Exercise data =
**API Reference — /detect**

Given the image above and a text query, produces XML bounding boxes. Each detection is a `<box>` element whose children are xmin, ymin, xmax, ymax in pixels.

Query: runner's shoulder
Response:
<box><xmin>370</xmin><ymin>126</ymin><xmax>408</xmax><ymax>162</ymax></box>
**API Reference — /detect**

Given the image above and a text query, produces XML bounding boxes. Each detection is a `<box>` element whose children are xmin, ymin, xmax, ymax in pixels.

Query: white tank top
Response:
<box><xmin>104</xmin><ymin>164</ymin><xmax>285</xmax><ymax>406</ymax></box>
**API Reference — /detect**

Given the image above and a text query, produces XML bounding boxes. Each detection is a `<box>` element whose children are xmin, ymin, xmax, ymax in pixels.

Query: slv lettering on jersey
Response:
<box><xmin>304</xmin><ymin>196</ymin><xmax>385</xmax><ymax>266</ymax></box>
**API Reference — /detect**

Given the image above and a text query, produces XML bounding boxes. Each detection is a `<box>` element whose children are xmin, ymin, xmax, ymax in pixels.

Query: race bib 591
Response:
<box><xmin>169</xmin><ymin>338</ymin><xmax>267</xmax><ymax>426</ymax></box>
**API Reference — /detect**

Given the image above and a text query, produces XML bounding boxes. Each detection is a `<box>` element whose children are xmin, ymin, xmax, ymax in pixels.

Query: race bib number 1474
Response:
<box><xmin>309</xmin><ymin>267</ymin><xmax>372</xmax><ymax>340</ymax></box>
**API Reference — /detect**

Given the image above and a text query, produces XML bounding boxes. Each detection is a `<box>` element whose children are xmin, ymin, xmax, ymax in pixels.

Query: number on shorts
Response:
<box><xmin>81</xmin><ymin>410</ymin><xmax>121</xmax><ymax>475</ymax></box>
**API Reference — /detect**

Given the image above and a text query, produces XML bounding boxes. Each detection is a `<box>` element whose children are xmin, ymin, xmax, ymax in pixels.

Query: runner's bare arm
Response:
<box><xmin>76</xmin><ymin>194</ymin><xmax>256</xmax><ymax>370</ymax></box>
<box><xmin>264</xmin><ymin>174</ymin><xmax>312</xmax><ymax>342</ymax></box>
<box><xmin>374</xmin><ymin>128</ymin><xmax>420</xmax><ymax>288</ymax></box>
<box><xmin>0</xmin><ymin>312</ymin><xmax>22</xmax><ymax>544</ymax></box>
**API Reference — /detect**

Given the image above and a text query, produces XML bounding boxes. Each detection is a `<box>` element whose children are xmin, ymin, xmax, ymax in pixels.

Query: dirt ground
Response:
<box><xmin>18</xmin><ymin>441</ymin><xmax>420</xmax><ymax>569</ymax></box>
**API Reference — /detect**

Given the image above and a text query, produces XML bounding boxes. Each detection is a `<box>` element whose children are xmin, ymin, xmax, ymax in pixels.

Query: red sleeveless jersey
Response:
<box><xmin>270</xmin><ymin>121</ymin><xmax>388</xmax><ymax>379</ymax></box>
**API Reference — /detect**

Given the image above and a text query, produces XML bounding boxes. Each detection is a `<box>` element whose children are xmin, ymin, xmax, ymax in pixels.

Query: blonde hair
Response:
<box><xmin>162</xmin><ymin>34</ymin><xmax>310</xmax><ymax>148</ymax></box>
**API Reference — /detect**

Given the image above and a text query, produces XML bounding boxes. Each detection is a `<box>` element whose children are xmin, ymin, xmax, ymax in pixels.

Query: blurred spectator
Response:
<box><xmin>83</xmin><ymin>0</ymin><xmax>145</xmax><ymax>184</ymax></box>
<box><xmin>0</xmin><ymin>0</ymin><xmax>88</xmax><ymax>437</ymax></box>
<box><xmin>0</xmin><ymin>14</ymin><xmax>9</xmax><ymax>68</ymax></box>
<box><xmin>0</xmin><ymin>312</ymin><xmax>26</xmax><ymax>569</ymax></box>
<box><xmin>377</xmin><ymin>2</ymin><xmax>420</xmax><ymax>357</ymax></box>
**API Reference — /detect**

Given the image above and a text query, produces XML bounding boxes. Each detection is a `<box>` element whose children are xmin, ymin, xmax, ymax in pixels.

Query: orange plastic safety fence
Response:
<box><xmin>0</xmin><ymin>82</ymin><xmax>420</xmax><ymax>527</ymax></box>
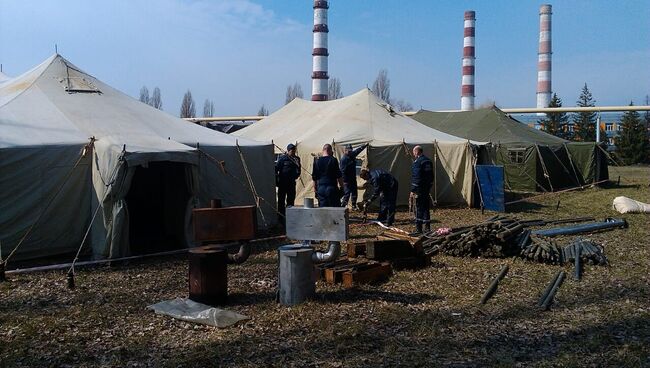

The problem = Go through the items above and keep only the lines that contain the word "runner". Copy each of those lines in full, unchanged.

Final result =
Query: runner's shoulder
Query: runner's bare arm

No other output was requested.